__About this task__
Give every entry again, exactly as it stands.

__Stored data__

----

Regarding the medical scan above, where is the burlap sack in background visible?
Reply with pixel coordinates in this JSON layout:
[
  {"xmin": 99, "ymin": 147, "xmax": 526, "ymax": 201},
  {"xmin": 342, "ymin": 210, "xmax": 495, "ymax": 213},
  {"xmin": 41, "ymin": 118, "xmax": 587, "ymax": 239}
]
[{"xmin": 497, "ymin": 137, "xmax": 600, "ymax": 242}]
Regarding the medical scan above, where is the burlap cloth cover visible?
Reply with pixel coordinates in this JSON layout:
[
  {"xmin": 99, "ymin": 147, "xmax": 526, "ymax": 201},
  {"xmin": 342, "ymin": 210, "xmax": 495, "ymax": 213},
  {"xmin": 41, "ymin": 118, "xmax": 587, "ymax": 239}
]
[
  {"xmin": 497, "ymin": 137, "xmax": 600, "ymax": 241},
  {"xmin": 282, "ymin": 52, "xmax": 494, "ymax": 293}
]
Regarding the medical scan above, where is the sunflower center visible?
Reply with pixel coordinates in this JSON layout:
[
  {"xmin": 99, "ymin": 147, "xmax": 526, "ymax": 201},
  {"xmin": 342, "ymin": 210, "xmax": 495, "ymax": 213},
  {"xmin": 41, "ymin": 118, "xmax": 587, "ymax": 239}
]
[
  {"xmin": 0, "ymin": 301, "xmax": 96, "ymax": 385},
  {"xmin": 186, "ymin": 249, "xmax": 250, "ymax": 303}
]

----

__Written answer__
Regarding the medical scan above, where is the burlap sack in background visible?
Reply with pixel coordinates in this JSON layout:
[
  {"xmin": 99, "ymin": 147, "xmax": 526, "ymax": 201},
  {"xmin": 342, "ymin": 210, "xmax": 495, "ymax": 213},
  {"xmin": 41, "ymin": 118, "xmax": 587, "ymax": 239}
]
[{"xmin": 497, "ymin": 137, "xmax": 600, "ymax": 242}]
Regarding the medical scan above, where is the burlap cloth cover visible?
Reply with pixel coordinates in this JSON layout:
[
  {"xmin": 99, "ymin": 147, "xmax": 526, "ymax": 201},
  {"xmin": 342, "ymin": 210, "xmax": 495, "ymax": 213},
  {"xmin": 41, "ymin": 118, "xmax": 587, "ymax": 239}
]
[
  {"xmin": 497, "ymin": 137, "xmax": 600, "ymax": 241},
  {"xmin": 282, "ymin": 52, "xmax": 494, "ymax": 293}
]
Regarding the medical scan above, where is the sunflower center visible?
Reply with pixel coordinates in this JSON layout:
[
  {"xmin": 99, "ymin": 147, "xmax": 526, "ymax": 201},
  {"xmin": 342, "ymin": 210, "xmax": 495, "ymax": 213},
  {"xmin": 41, "ymin": 118, "xmax": 587, "ymax": 239}
]
[
  {"xmin": 0, "ymin": 301, "xmax": 96, "ymax": 385},
  {"xmin": 186, "ymin": 249, "xmax": 250, "ymax": 303}
]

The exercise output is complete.